══ TRECHO PARA LEITURA

O fracionamento do saber e do ver implica a especialização das ciências também e resulta na fragmentação das consciências, na interpretação isolada dos eventos e dos signos. A realidade vista apenas em fragmentos seccionados, forjando-se a ilusão e incorrendo em erro de paralaxe. Essa visão destorcida do mundo é o que vem ocasionando a poluição, a destruição do equilíbrio na natureza, na medida em que as visões separatistas desvinculam a ciência da consciência, a sensibilidade da racionalidade, a materialidade da espiritualidade, o sonoro do cromático, o poético do científico.

════
══ CONJUNTO DE DADOS

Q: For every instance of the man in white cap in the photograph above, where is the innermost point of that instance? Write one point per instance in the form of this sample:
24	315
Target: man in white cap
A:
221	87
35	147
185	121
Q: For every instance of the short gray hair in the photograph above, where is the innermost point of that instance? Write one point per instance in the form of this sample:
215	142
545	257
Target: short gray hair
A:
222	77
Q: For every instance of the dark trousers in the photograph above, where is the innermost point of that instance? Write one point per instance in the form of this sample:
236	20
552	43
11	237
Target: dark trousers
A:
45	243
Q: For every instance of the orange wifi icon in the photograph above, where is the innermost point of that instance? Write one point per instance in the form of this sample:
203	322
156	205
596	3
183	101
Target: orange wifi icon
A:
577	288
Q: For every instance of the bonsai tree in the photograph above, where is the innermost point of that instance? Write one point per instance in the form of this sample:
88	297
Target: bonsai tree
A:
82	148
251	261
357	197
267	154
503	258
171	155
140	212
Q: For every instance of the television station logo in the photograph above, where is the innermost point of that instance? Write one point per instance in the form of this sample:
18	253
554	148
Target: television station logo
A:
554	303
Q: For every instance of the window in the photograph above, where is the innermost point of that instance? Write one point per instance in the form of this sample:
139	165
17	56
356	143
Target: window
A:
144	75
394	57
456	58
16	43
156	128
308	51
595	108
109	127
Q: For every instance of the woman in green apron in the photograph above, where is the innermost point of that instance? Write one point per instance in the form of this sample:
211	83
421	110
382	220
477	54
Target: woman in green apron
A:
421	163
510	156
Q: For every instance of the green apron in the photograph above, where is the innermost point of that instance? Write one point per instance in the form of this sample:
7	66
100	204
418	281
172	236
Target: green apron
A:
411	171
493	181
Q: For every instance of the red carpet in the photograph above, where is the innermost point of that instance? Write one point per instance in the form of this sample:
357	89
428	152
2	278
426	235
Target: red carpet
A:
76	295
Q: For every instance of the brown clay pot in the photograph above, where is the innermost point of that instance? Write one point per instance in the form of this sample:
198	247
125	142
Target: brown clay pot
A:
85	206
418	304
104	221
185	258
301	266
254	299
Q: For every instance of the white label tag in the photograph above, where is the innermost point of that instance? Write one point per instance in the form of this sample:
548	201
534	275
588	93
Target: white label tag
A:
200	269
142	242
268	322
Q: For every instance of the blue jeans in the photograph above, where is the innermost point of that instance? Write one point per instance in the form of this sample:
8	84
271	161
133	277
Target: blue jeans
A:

════

REQUISITOS DAS TAREFAS:
• a. Segundo o trecho sobre a fragmentação do saber, em que resulta o fracionamento do saber e do ver?
• b. Retome o trecho sobre a fragmentação do saber e dê continuidade a ele a partir da última frase.

RESPOSTAS:
• a. Resulta na fragmentação das consciências e na interpretação isolada dos eventos e dos signos.

• b.
Esse modelo disciplinar ou estético separatista desvincula o conhecimento da sinuosidade, complexidade e multiplicidade do cotidiano, constituindo-se de teorias abstratas, lineares e cinzentas – em termos pictóricos, monótonas ou monorítmicas – em termos musicais. “O pensamento é separado da carnalidade do vivido.” Os conteúdos fracionados e reduzidos a fórmulas analíticas quantitativas desfiguram o dinamismo qualitativo do ser, das coisas, das interligações existentes entre parte e todo. A segmentação analítico-funcional e estética denegou o ontológico, a compreensão expressiva do ser em sua unitas multiplex, a inteireza e complexidade das coisas, dos seres, dos signos.
A “carnalidade do vivido”, quer posta em termos estéticos ou científicos, há que ser devidamente torcida, para que dela se extraia o sumo que o verbo, o compasso ou o arco-íris da palheta representam.
Mesmo a dicotomia arte-ciência é empobrecedora, veda o universo sensorial, obsta a imaginação (principalmente dos leigos). É a ciência positiva, matematizada, fria e tecnicizada (obsoleta!), isolando filosoficamente o homem social. Descartar a ciência no processo inventivo é abandonar o elemento gnosiológico do contato entre a poesia e a pintura no discurso platônico. Descartar a arte no conhecimento científico é relegar ou negar o papel do sujeito na construção do saber.
ANTES, O VERBO
Torcer o verbo,
Antes que ele se torne carne.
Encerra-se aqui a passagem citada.